● **SET EXERCISE 1**
For the SQL forum thread, decide whether each statement below agrees with it: (a) Luming's query limits the dates to August 2021; (b) Leon says the WHERE clause is executed before the join condition; (c) Leon suggests breaking the query into multiple steps. For each, answer yes or no and quote the deciding words.
● **SET EXERCISE 2**
Reproduce everything in the SQL forum thread from "This boils down" down to "from your results.".

● **SELECTED EXTRACT**
Forum

Posted by Luming, Nov. 29, 2021, 3:04 p.m.

SQL 141

Hi Leon,
I have gone through your lectures of Outer Joins and still feels like I am a bit confuse about the difference between putting something in the 'on' clause and in the 'where 'clause. For example,
WITH daily_revenue AS
(SELECT D.date,
SUM(CASE WHEN total_amt IS NOT NULL THEN total_amt ELSE 0 END) AS daily_revenue
FROM dates D
LEFT JOIN food_order fo
ON DATE(fo.created_at)=D.date AND restaurant_id =100011
WHERE D.date >='2021-08-01' AND D.date <='2021-08-31'
GROUP BY 1
)
SELECT date,
SUM(daily_revenue)OVER(ORDER BY date)AS cumulative_daily_rev
FROM daily_revenue
My question here is why restaurant_id =100011 has to be in the 'on' clause? Why I cannot put it in the 'WHERE' clause?

Answers

Hey Luming,
Great question, glad to hear you went through all the OUTER JOIN lectures.
This is exactly why we need to learn by practicing real coding problems. : )
This boils down to the ordering of how the series of commands are executed by the database engine, if you put the condition (restaurant_id=100011) in the WHERE clause, since WHERE clause is executed later, if there are days when there were no orders for this restaurant, it will filter them out: but we still want to keep a record of 0 revenue days.
Instead, if we put the condition in the LEFT JOIN predicate, if a date has no order, all of the columns on food_order table will be NULL (which was later converted into 0 through COALESCE), if we add this condition in the where clause, this row will simply disappear from your results.
If this is still confusing, I would suggest breaking down the query into multiple steps, and manually checking the results until you fully get it.
This is actually a very important (advanced) usage of JOIN, and this question is very tricky.
Keep up the good work Luming!
Cheers,
Leon
SQLPad user avatar

Leon (949)

Nov. 30, 2021, 9:05 a.m.

● **RECORDED DATA**
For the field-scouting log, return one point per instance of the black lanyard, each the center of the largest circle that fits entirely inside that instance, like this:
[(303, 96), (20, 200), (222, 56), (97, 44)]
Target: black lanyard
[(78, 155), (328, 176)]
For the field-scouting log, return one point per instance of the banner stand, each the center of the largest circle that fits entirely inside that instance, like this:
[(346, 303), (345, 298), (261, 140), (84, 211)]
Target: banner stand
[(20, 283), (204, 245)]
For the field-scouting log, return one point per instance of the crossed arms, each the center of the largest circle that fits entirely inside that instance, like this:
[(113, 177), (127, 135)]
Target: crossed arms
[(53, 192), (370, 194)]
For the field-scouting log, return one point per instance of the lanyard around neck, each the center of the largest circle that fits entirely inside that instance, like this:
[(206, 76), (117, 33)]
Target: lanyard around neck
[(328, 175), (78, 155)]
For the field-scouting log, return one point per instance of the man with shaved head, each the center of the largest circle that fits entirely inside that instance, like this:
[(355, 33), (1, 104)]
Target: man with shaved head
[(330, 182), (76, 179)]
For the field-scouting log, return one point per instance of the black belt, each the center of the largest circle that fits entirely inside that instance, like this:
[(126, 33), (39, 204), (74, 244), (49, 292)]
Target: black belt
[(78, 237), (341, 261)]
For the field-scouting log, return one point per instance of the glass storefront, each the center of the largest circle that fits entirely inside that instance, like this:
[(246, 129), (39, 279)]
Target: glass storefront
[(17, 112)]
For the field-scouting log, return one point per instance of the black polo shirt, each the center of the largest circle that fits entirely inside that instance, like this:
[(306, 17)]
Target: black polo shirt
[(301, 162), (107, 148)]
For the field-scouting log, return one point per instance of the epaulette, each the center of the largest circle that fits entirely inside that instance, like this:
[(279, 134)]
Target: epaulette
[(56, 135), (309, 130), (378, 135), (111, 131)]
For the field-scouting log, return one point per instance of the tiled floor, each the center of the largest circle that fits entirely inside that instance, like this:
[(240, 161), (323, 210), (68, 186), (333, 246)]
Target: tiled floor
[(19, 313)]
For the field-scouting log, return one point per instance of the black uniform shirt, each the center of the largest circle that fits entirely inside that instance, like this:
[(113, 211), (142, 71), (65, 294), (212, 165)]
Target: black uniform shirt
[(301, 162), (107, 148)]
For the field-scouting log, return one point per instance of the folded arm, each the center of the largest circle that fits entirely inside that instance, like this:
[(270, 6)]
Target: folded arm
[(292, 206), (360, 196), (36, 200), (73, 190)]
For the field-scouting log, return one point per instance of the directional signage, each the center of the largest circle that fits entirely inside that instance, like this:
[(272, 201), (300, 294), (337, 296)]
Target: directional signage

● **EXERCISE RESULT 1**
(a) Yes: "WHERE D.date >='2021-08-01' AND D.date <='2021-08-31'"
(b) No: "since WHERE clause is executed later"
(c) Yes: "I would suggest breaking down the query into multiple steps"

● **EXERCISE RESULT 2**
This boils down to the ordering of how the series of commands are executed by the database engine, if you put the condition (restaurant_id=100011) in the WHERE clause, since WHERE clause is executed later, if there are days when there were no orders for this restaurant, it will filter them out: but we still want to keep a record of 0 revenue days.
Instead, if we put the condition in the LEFT JOIN predicate, if a date has no order, all of the columns on food_order table will be NULL (which was later converted into 0 through COALESCE), if we add this condition in the where clause, this row will simply disappear from your results.